• [THE PROBLEM]: Go through the entries below and count the lines holding the word "mountain". Reply with only the number, please.
[[ EXERCISE INPUT, beginning ]]
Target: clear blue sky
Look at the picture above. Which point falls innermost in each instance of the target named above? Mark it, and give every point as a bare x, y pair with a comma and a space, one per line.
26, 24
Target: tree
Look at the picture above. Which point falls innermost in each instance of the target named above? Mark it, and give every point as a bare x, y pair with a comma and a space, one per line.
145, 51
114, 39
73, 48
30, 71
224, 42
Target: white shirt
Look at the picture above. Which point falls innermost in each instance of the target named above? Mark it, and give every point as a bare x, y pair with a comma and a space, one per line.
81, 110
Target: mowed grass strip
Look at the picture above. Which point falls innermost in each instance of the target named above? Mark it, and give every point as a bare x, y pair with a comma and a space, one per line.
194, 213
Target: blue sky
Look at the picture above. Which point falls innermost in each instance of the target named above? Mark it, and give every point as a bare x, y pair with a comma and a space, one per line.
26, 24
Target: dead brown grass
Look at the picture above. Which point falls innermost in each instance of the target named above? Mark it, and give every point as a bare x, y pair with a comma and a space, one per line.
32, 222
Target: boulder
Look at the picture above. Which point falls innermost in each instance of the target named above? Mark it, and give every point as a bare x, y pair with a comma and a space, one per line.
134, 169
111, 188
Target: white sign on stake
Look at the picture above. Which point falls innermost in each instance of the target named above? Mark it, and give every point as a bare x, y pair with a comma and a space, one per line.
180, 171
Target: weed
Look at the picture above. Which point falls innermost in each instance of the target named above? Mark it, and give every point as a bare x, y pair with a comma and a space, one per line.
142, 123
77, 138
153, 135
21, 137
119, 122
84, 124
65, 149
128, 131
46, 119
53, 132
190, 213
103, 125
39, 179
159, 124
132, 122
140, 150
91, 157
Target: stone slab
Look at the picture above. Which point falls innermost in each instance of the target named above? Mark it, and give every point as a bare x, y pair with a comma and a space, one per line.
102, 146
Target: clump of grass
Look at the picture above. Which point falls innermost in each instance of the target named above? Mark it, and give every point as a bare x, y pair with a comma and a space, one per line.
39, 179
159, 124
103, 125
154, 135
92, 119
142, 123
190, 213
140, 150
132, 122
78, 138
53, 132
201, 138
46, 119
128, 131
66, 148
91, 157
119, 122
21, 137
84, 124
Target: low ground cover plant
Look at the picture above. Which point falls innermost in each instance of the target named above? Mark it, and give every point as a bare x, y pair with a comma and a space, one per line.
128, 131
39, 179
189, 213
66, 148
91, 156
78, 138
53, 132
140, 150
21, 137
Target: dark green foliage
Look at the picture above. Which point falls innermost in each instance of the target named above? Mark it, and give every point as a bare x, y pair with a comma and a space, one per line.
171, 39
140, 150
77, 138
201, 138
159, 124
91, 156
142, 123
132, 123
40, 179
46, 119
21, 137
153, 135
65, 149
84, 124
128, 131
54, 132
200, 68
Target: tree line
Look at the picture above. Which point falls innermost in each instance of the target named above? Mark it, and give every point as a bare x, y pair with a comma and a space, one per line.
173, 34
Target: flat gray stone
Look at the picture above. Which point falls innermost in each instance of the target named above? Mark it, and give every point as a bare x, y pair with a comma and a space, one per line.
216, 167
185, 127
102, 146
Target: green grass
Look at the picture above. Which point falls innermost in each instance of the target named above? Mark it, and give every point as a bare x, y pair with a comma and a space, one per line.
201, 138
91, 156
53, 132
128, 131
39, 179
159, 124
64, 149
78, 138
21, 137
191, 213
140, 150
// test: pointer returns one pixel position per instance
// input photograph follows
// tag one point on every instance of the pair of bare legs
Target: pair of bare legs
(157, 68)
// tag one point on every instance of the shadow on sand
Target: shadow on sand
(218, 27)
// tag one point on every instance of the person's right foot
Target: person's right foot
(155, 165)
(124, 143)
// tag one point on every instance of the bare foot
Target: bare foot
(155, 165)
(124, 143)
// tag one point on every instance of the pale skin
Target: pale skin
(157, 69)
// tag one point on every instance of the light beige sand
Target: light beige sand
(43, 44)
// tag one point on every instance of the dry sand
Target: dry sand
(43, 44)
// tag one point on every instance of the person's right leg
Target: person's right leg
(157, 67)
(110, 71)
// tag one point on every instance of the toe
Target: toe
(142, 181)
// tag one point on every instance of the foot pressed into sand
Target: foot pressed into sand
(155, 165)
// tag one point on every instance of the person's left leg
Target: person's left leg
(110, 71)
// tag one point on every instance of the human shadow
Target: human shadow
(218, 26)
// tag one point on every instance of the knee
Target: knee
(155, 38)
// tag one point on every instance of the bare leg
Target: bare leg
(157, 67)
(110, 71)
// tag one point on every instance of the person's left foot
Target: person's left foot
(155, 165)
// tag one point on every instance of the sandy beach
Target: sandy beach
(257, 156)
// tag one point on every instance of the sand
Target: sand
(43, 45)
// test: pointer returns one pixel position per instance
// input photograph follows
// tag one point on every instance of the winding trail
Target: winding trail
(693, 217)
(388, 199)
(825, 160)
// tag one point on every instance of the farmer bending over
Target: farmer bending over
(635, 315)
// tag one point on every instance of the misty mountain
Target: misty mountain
[[ EXERCISE INPUT, end ]]
• [RESULT OF THE TASK]: 2